[Start of Entries provided]

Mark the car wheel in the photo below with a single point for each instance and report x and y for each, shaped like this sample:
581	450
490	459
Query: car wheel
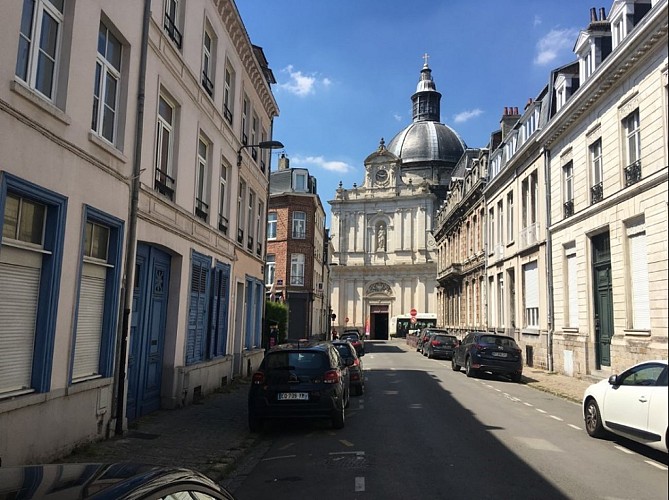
468	368
338	418
255	423
593	419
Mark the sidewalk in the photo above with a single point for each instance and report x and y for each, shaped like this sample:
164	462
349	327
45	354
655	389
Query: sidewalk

[End of Entries provided]

Direction: Could you write down all of the data above word for word, leaving the pictures out?

Full response:
Mark the car wheel in the photo below with a single point for each instance and report x and y for each, shaped like this sample:
581	450
490	459
Query: car wheel
468	368
338	418
255	423
593	419
Mark the sidewalk in the photo above with a single point for each instance and report x and y for each, shaped like this sample:
164	462
349	327
45	354
655	389
Query: sidewalk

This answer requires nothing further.